Lauren Christy is a British singer, songwriter and record producer. Originally a solo artist, she found success as part of the writing production trio the Matrix. The Matrix received numerous Grammy nominations including best producer.

Biography 
Christy studied at the Bush Davies Ballet School as a child, before she decided to become a musician.

Career 
By age nineteen, Christy had become a solo recording artist. She was signed to EMI Publishing and achieved a recording contract with Polygram Mercury records. In 1994, she received an American Music Awards nomination for Best New Artist. Her song "The Color of the Night" also garnered her a Golden Globe nomination for Best Song in an Original Motion Picture.

Five years later, Christy moved into production as co-creator of the Matrix. Alongside creative partners, Christy's then-husband Graham Edwards and Scott Spock, the trio wrote and produced Avril Lavigne's debut album Let Go which included three international number one hits – "Complicated", "Sk8er Boi" and "I'm With You" – selling 20 million copies. "Complicated" led to the Matrix trio winning the Ivor Novello Award for International Hit of the Year, and they garnered seven Grammy nominations – including Song of the Year in 2003 for "Complicated" and again in 2004 for "I'm With You" along with Producer of the Year. Christy is also a two-time Juno award winner and a BMI Songwriter of the Year Award recipient.

Collected data
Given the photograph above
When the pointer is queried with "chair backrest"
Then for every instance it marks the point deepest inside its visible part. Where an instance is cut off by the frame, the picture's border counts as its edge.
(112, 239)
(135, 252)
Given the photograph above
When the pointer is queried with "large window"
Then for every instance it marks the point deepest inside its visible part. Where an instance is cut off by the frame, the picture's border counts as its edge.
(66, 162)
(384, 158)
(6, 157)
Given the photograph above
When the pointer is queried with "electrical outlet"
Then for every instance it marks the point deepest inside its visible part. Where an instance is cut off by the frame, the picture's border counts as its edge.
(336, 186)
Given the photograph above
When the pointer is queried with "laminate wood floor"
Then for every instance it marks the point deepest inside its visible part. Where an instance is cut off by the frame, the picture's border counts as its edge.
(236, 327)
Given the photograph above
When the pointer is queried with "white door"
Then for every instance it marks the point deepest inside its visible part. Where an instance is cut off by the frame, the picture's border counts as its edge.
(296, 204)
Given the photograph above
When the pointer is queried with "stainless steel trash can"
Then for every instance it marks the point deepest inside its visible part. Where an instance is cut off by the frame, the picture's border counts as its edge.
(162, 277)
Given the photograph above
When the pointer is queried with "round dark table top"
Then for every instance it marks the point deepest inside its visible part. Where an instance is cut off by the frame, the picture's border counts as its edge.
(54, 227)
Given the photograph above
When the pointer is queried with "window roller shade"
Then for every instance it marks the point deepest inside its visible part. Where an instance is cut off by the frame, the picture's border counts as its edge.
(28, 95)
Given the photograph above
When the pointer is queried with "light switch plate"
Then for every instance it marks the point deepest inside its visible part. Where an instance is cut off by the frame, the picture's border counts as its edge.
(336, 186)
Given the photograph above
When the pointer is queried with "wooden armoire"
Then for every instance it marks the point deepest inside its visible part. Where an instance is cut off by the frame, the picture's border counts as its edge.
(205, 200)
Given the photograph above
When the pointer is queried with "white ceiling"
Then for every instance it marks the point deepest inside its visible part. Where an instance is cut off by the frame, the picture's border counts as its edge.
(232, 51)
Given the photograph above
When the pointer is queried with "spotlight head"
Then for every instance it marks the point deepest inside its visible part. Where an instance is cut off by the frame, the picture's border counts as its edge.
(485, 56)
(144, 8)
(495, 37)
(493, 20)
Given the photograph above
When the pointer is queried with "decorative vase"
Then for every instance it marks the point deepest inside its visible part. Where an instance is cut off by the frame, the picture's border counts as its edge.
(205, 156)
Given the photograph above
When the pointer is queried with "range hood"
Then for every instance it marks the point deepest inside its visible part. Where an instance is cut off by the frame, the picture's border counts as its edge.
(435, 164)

### Work instructions
a – Reproduce the entire passage about Lauren Christy word for word.
b – Pick out each line of the rows that contains the word "window" and copy it.
The rows have nothing to do with the passage about Lauren Christy.

### Expected responses
a –
Lauren Christy is a British singer, songwriter and record producer. Originally a solo artist, she found success as part of the writing production trio the Matrix. The Matrix received numerous Grammy nominations including best producer.

Biography 
Christy studied at the Bush Davies Ballet School as a child, before she decided to become a musician.

Career 
By age nineteen, Christy had become a solo recording artist. She was signed to EMI Publishing and achieved a recording contract with Polygram Mercury records. In 1994, she received an American Music Awards nomination for Best New Artist. Her song "The Color of the Night" also garnered her a Golden Globe nomination for Best Song in an Original Motion Picture.

Five years later, Christy moved into production as co-creator of the Matrix. Alongside creative partners, Christy's then-husband Graham Edwards and Scott Spock, the trio wrote and produced Avril Lavigne's debut album Let Go which included three international number one hits – "Complicated", "Sk8er Boi" and "I'm With You" – selling 20 million copies. "Complicated" led to the Matrix trio winning the Ivor Novello Award for International Hit of the Year, and they garnered seven Grammy nominations – including Song of the Year in 2003 for "Complicated" and again in 2004 for "I'm With You" along with Producer of the Year. Christy is also a two-time Juno award winner and a BMI Songwriter of the Year Award recipient.

b –
When the pointer is queried with "large window"
When the pointer is queried with "window roller shade"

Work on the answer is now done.